Work to complete ▸ Copy the records exactly. Every line must match.

= Beginning of Section =

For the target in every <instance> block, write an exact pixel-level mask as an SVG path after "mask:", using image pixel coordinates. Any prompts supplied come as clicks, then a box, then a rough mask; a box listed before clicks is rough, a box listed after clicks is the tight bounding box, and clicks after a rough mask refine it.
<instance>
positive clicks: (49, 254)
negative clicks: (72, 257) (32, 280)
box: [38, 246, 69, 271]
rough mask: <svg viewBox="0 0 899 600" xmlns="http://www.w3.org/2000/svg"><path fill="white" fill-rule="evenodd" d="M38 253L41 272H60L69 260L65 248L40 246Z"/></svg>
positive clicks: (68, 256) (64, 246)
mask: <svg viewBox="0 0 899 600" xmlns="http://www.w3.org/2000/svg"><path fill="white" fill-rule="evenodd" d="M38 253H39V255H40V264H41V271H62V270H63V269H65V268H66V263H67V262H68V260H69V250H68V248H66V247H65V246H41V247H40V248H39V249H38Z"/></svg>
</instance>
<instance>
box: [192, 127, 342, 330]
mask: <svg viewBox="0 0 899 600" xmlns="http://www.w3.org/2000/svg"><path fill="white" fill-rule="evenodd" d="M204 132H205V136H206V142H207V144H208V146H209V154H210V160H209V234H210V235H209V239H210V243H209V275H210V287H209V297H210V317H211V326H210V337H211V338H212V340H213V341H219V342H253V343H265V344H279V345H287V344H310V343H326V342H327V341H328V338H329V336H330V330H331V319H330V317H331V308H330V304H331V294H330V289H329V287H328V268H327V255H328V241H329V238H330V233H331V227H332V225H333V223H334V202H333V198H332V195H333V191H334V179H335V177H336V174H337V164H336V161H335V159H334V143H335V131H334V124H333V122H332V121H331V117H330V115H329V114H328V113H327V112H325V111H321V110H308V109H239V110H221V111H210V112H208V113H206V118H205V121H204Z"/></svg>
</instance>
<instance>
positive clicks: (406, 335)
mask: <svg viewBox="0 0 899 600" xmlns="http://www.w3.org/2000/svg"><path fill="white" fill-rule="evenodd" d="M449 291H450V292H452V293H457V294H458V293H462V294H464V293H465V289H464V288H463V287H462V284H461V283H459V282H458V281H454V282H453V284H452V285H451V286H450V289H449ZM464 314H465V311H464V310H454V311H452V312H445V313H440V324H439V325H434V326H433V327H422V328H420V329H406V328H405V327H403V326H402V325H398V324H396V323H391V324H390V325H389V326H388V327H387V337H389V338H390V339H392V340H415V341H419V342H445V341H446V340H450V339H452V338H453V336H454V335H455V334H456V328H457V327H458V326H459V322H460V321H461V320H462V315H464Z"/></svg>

= End of Section =

Finished task ▸
For the target in every <instance> block, write an exact pixel-level mask as an SVG path after "mask:", using image pixel coordinates. Any prompts supplied come as clicks, then a box, then a rough mask; a box listed before clicks is rough, a box listed after clicks is the tight bounding box, and clicks after a rough mask refine it.
<instance>
positive clicks: (49, 254)
negative clicks: (72, 257) (32, 280)
box: [38, 246, 69, 271]
rough mask: <svg viewBox="0 0 899 600" xmlns="http://www.w3.org/2000/svg"><path fill="white" fill-rule="evenodd" d="M38 253L41 272H60L69 260L65 248L40 246Z"/></svg>
positive clicks: (68, 256) (64, 246)
mask: <svg viewBox="0 0 899 600" xmlns="http://www.w3.org/2000/svg"><path fill="white" fill-rule="evenodd" d="M38 253H39V255H40V264H41V271H62V270H63V269H65V268H66V263H67V262H68V260H69V250H68V248H66V247H65V246H41V247H40V248H39V249H38Z"/></svg>
</instance>
<instance>
box: [192, 127, 342, 330]
mask: <svg viewBox="0 0 899 600" xmlns="http://www.w3.org/2000/svg"><path fill="white" fill-rule="evenodd" d="M204 132H205V136H206V142H207V144H208V146H209V154H210V160H209V234H210V235H209V239H210V243H209V275H210V287H209V297H210V317H211V326H210V337H211V338H212V340H213V341H219V342H253V343H265V344H279V345H287V344H310V343H326V342H327V341H328V338H329V336H330V330H331V319H330V317H331V308H330V304H331V294H330V289H329V287H328V268H327V255H328V241H329V238H330V233H331V227H332V225H333V223H334V202H333V198H332V195H333V191H334V179H335V177H336V174H337V164H336V161H335V159H334V143H335V131H334V124H333V122H332V121H331V117H330V115H329V114H328V113H327V112H325V111H321V110H308V109H239V110H221V111H210V112H208V113H206V118H205V121H204Z"/></svg>
</instance>
<instance>
positive clicks: (406, 335)
mask: <svg viewBox="0 0 899 600" xmlns="http://www.w3.org/2000/svg"><path fill="white" fill-rule="evenodd" d="M449 291H450V292H452V293H457V294H458V293H462V294H464V293H465V289H464V288H463V287H462V284H461V283H459V282H458V281H454V282H453V284H452V285H451V286H450V289H449ZM464 314H465V311H464V310H454V311H452V312H445V313H440V324H439V325H434V326H433V327H422V328H420V329H406V328H405V327H403V326H402V325H398V324H396V323H391V324H390V325H389V326H388V327H387V337H389V338H390V339H392V340H415V341H419V342H445V341H446V340H450V339H452V338H453V336H454V335H455V334H456V328H457V327H458V326H459V322H460V321H461V320H462V315H464Z"/></svg>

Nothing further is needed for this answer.